Of the records that follow, copy only the lines from the line containing "Q: For each instance of the man's" to the line containing "Q: For each instance of the tall", both included, exactly as written.

[Dataset records — start]

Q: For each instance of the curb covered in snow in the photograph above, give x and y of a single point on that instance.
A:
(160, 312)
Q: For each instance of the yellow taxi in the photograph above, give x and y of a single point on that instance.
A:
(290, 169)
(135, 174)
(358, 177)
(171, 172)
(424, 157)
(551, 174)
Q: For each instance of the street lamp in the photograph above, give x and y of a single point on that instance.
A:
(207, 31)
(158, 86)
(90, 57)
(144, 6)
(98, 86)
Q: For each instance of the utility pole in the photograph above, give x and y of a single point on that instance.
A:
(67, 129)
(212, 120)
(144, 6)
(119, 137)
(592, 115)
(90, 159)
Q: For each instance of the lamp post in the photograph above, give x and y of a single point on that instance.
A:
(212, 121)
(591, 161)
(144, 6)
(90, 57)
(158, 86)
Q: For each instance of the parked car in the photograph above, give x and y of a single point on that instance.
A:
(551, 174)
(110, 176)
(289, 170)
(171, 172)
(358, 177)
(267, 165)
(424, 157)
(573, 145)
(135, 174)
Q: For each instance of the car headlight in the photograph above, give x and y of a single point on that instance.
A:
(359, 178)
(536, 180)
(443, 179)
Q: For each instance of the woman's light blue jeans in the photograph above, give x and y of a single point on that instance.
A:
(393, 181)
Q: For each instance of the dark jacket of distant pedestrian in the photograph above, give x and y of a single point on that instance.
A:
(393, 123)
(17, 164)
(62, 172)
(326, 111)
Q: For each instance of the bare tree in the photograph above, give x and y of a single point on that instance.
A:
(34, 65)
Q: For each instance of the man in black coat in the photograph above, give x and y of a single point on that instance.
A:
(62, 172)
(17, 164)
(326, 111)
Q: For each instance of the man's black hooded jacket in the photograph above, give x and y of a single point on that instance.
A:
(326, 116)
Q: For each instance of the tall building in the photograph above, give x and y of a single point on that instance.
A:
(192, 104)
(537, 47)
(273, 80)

[Dataset records — finish]

## [Solution for this task]
Q: For each instance of the man's black hooded jacket in the photograph above, give x and y of a single point on that instance.
A:
(326, 116)
Q: For each instance of the tall building in the photograph above, give x and y of a single point on that instance.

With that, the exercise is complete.